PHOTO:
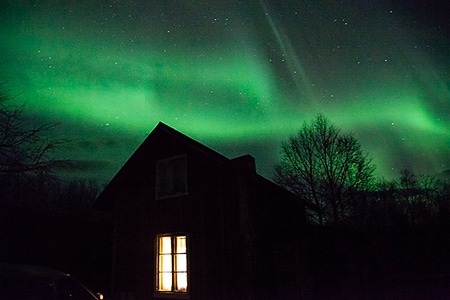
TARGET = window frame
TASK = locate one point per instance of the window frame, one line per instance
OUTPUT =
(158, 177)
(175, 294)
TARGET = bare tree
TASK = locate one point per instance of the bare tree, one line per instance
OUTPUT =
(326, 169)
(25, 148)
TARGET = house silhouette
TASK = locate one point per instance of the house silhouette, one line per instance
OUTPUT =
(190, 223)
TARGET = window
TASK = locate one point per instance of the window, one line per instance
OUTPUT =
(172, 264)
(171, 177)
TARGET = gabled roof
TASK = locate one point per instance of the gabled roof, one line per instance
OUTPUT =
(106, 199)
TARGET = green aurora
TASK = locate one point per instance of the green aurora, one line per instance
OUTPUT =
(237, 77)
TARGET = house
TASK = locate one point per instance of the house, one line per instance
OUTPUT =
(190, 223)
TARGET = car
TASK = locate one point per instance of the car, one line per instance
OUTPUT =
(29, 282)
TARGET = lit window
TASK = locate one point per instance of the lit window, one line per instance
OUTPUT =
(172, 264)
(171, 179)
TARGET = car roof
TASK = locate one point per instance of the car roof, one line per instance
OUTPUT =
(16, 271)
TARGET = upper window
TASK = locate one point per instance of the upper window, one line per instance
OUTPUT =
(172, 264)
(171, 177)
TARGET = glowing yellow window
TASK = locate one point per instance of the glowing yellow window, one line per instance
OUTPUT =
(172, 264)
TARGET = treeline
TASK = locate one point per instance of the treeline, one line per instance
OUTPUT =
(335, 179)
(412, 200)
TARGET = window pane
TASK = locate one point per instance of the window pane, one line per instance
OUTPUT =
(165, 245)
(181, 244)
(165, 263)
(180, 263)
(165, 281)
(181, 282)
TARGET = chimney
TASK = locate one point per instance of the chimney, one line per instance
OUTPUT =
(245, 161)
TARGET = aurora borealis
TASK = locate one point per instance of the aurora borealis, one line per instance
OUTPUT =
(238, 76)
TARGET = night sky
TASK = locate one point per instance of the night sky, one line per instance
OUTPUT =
---------------
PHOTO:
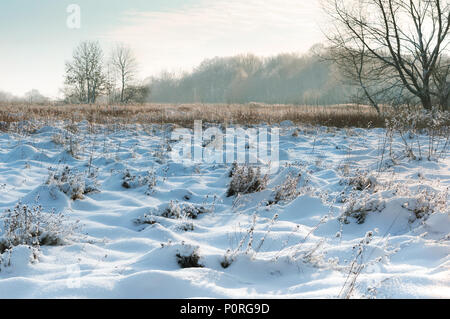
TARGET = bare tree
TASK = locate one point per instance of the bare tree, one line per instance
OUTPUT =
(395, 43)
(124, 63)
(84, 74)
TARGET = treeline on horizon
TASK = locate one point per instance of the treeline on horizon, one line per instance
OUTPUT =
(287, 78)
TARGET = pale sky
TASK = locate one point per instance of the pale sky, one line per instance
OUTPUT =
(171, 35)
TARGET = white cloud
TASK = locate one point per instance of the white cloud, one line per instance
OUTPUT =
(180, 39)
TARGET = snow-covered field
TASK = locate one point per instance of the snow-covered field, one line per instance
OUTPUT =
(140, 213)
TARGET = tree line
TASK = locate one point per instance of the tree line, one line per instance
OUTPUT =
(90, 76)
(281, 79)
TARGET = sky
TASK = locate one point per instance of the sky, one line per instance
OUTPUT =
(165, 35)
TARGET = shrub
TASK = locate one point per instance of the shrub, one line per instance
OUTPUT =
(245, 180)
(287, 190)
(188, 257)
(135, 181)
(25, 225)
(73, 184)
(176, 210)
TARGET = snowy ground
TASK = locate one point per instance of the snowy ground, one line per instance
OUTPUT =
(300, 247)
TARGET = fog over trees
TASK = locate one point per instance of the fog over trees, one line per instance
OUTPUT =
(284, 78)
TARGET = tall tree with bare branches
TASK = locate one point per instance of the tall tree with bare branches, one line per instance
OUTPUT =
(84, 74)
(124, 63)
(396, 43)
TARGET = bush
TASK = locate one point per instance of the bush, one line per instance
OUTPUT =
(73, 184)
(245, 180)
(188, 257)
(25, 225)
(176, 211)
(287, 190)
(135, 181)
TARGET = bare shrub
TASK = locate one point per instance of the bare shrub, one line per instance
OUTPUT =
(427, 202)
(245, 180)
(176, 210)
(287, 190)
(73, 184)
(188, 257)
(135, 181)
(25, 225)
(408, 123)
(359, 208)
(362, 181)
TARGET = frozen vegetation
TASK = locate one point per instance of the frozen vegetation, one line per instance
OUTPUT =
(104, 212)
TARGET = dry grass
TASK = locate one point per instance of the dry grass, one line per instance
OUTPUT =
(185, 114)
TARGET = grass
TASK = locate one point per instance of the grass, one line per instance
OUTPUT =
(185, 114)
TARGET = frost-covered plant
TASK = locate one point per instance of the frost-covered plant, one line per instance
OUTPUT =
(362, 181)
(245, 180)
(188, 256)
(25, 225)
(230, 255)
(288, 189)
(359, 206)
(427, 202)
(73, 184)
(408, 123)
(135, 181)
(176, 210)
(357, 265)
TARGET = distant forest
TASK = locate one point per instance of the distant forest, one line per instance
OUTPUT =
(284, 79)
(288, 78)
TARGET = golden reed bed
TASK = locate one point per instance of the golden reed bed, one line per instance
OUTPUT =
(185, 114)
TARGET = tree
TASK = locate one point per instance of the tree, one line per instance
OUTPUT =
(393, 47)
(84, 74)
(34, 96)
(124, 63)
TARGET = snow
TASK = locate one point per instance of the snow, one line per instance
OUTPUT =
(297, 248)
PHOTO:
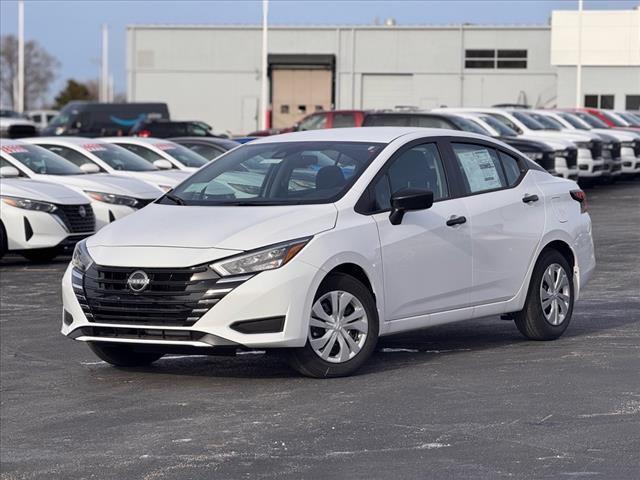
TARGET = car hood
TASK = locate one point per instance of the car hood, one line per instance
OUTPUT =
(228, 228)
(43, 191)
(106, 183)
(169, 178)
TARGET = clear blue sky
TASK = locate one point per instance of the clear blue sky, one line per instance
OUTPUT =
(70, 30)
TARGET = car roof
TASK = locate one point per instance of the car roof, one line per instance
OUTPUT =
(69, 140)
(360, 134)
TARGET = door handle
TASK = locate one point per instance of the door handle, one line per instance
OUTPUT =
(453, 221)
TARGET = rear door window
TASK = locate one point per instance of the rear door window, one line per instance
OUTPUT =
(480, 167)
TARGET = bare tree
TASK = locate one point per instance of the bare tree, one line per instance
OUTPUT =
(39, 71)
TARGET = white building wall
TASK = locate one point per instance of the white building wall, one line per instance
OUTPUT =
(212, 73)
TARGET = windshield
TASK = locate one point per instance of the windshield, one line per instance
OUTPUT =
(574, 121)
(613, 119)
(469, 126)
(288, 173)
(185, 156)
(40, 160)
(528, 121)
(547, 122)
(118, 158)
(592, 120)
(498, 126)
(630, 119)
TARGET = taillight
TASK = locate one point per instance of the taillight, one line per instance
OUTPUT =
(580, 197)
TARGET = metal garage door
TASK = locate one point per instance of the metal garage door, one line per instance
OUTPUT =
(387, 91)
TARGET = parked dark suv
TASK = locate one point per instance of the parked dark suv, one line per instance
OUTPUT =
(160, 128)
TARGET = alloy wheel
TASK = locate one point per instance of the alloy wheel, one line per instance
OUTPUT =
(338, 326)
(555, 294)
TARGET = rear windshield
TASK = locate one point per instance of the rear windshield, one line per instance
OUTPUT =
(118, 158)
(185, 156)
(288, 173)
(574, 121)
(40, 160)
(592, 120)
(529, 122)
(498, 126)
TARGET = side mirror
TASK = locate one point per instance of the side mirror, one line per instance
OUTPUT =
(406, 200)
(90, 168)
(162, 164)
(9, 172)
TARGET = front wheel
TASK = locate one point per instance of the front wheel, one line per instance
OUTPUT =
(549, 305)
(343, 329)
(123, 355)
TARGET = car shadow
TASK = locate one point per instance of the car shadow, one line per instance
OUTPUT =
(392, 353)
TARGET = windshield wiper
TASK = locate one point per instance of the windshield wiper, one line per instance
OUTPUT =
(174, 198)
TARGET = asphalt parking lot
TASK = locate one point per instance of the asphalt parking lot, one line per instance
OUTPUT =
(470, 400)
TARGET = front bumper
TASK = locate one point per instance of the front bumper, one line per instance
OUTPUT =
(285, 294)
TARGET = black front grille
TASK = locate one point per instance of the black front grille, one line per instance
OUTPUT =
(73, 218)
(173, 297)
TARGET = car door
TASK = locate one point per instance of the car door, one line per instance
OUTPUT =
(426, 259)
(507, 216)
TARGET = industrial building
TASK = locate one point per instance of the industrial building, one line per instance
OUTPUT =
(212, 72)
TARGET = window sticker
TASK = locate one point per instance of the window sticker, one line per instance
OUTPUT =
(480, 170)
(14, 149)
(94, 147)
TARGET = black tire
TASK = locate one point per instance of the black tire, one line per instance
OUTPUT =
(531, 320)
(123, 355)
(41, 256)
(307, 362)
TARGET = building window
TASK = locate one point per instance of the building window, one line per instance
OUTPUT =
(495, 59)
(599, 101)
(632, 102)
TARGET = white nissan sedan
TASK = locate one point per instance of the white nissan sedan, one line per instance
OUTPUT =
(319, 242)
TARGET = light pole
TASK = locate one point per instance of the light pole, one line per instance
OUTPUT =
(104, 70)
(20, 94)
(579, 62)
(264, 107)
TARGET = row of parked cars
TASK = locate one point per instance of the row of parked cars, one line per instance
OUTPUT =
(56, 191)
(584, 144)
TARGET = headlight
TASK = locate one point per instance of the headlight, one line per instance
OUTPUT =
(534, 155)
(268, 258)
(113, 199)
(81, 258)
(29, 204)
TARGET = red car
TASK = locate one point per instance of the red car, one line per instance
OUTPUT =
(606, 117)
---------------
*YOUR OBJECTIVE:* Locate every line in the data above that contains the word "rear" and copy each of those lines in full.

*SOLUTION FOR THIS PROBLEM:*
TARGET = rear door window
TASK = locate one point per instance of the rear door window, one line per instance
TARGET = rear windshield
TASK = locate one point per instance of the rear windshield, one line per instance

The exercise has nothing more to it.